======== Verilen Metin ========

20 Nisan 2016 Çarşamba

Felsefenin Şişman Çocuğu Emperyalizm



Aziz dostum Derya Talipağaoğlu, bana son günlerde neden solculara bu kadar çattığımı sordu.

Sosyal medyadaki bazı  tartışmalarımız yazı konusunda beni harekete geçiriyor. Bunlardan biri “Emperyalizm”!

“Ulusal” bir uzlaşma konusu  olsa da “emperyalizm” hatalı ve uyduruk bir terim.

Emperyalizm terimini kimin uydurduğunu tam  bilemiyorum ama genel olarak Marx’a   izafeten kullanılır. Terimin anlamı üzerinde egemen olan Marxtır.

Marx bu terimi, doğrudan doğruya, kapitalist ülkelerin uluslararası ilişkilerdeki tutumlarını nitelemek için kullanır. Ona göre kapitalizm ile emperyalizm arasında doğrudan  ve yapısal bir ilişki vardır. Acaba öyle midir?

Yani toplumsal düzenlerini bireylerin temel haklarına dayandıran, özel  mülkiyeti koruyan ülkeler diğer ulusları sömürmek mi isterler? Ya da diğer ulusları  ya da sosyalist   söylemle “halkları”  sömürmek ancak kapitalistlere has bir kötülük müdür?

======== Listelenen Kayıtlar ========

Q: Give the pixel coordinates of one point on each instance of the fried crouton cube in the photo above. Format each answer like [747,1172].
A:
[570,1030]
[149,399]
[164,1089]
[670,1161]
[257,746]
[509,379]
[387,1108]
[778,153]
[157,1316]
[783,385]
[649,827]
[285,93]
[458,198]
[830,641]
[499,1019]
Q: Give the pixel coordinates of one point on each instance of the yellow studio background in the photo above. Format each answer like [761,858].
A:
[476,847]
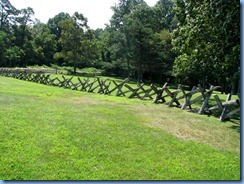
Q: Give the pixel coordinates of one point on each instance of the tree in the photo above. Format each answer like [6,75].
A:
[8,14]
[45,44]
[74,40]
[207,40]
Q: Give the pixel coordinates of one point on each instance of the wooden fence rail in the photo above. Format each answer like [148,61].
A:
[179,97]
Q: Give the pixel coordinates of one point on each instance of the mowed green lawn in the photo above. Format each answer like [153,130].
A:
[50,133]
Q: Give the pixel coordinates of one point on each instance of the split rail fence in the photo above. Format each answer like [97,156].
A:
[179,97]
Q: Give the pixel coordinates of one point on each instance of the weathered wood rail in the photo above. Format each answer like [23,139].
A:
[179,97]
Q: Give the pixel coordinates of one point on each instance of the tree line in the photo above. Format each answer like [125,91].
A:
[185,41]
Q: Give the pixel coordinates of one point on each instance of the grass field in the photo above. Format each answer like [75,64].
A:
[50,133]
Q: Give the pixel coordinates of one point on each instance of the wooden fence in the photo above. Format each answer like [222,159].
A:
[179,97]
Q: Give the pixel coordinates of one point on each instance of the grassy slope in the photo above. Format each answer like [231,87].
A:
[53,134]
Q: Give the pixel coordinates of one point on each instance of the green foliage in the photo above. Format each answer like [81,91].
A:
[50,133]
[209,37]
[75,41]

========

▶ _Görev Listesi_:
(a) Emperyalizm yazısında "Felsefenin Şişman Çocuğu" ile başlayıp "egemen olan Marxtır." sözlerine kadar uzanan bölümü birebir çoğaltın.
(b) Emperyalizm yazısında soru işaretiyle biten bütün cümleleri geçtikleri sırayla yazın.

▶ _Beklenen Yanıtlar_:
(a)
Felsefenin Şişman Çocuğu Emperyalizm



Aziz dostum Derya Talipağaoğlu, bana son günlerde neden solculara bu kadar çattığımı sordu.

Sosyal medyadaki bazı  tartışmalarımız yazı konusunda beni harekete geçiriyor. Bunlardan biri “Emperyalizm”!

“Ulusal” bir uzlaşma konusu  olsa da “emperyalizm” hatalı ve uyduruk bir terim.

Emperyalizm terimini kimin uydurduğunu tam  bilemiyorum ama genel olarak Marx’a   izafeten kullanılır. Terimin anlamı üzerinde egemen olan Marxtır.

(b)
1. Acaba öyle midir?
2. Yani toplumsal düzenlerini bireylerin temel haklarına dayandıran, özel mülkiyeti koruyan ülkeler diğer ulusları sömürmek mi isterler?
3. Ya da diğer ulusları ya da sosyalist söylemle “halkları” sömürmek ancak kapitalistlere has bir kötülük müdür?